### Work order 1
Decide whether each statement below agrees with the passage on safe infant sleep, answering yes or no and quoting the deciding words of the passage: (a) The AAP recommended back-sleeping for all babies in 1992. (b) Babies may share a bed with family pets. (c) The AAP revised its guidelines in 2011.
### Work order 2
Carry the passage on safe infant sleep forward, starting after its final sentence.

===== Passage for review =====

Safe Sleep Environment For Babies
There are many things you can do to create a safe sleeping environment for your baby. After the American Academy of Pediatrics (AAP) recommended that all babies should be placed on their backs to sleep in 1992, deaths from Sudden Infant Death Syndrome (SIDS) have decreased significantly. The AAP updated their guidelines in 2011 and below are some of their recommendations for reducing the risk of SIDS by creating a safe environment for your baby.
- Always put your baby on his or her back to sleep.
- Babies should sleep alone in a crib, bassinet or portable crib.
- Use a firm crib mattress specifically designed for the crib/bassinet and a tightly fitting sheet flush with the sides of the crib/bassinet. There should be no large gaps between the mattress and the side of the crib/bassinet.
- Room-sharing without bed-sharing is recommended for young babies. Babies should not share a bed with adults, children, other infants, or family pets.
- Loose bedding, such as blankets and sheets, might be hazardous and should not be used in the infant’s sleeping environment.
- The infant should sleep in an area free of hazards, such as dangling cords, electric wires, and window-covering cords, because they might present a strangulation risk.

===== Given data =====

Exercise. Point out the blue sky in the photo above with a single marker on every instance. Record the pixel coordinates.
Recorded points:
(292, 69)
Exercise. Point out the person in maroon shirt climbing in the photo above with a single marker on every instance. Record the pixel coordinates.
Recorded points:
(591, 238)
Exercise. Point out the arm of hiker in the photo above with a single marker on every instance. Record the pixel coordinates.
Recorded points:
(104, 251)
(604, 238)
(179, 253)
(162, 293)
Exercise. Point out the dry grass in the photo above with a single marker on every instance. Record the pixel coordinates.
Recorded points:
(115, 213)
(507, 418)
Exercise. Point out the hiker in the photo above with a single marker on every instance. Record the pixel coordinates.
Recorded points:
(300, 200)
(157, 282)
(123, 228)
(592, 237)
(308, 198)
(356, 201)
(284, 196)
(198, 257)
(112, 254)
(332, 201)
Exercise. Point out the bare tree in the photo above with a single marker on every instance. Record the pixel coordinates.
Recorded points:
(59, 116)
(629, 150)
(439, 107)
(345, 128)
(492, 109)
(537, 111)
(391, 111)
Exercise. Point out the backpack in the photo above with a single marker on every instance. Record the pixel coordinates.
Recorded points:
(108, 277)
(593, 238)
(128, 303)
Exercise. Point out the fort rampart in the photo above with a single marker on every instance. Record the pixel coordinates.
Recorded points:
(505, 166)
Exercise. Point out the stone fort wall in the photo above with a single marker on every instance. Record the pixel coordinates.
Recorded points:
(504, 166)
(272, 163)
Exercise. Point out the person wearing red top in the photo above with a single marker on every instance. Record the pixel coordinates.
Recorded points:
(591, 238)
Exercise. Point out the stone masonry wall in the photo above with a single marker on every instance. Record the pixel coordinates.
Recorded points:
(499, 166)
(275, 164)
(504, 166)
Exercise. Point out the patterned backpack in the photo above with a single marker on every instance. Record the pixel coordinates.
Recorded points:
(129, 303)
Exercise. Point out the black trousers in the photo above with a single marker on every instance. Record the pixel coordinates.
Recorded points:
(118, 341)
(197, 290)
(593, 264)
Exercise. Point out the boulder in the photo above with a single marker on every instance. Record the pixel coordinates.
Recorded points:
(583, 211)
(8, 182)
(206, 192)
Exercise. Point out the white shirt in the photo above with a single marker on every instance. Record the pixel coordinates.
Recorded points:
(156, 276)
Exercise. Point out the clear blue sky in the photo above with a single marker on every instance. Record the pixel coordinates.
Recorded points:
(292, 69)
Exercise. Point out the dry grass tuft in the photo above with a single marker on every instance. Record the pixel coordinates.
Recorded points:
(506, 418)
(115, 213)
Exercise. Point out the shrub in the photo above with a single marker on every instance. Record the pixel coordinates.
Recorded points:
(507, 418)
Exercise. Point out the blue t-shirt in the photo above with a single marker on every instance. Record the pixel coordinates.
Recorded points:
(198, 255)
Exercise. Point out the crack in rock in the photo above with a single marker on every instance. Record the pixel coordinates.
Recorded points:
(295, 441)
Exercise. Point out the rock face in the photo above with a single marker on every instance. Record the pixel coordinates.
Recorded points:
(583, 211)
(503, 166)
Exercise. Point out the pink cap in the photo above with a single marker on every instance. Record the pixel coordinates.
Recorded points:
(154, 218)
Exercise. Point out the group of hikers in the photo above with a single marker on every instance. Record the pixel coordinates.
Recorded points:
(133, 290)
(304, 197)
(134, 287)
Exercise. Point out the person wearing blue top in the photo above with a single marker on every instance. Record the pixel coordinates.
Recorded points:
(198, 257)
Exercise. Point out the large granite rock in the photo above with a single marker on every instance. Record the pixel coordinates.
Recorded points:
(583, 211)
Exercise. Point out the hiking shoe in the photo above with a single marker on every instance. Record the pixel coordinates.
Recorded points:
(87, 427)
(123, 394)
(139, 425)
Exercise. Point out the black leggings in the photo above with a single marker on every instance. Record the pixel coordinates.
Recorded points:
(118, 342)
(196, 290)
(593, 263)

=====

### Expected answer 1
(a) Yes: "recommended that all babies should be placed on their backs to sleep in 1992"
(b) No: "Babies should not share a bed with adults, children, other infants, or family pets."
(c) Yes: "The AAP updated their guidelines in 2011"

### Expected answer 2
- Remove any clothing with ties (eg, bibs) or hoods before putting a baby down to sleep.
- Do not use devices such as wedges or positioners that are marketed to reduce the risk of SIDS.
- Young babies can be offered a pacifier when being placed to sleep.
- Avoid overheating your baby. As a general rule, babies should be dressed in no more than one layer more than an adult would wear to be comfortable at a particular temperature.
- Overbundling and covering of the face and head should be avoided.
- Avoid any exposure to cigarette smoke.
- Try to ensure that your baby has tummy time every day (supervised and awake). This will help their development and minimize development of plagiocephaly (flat head).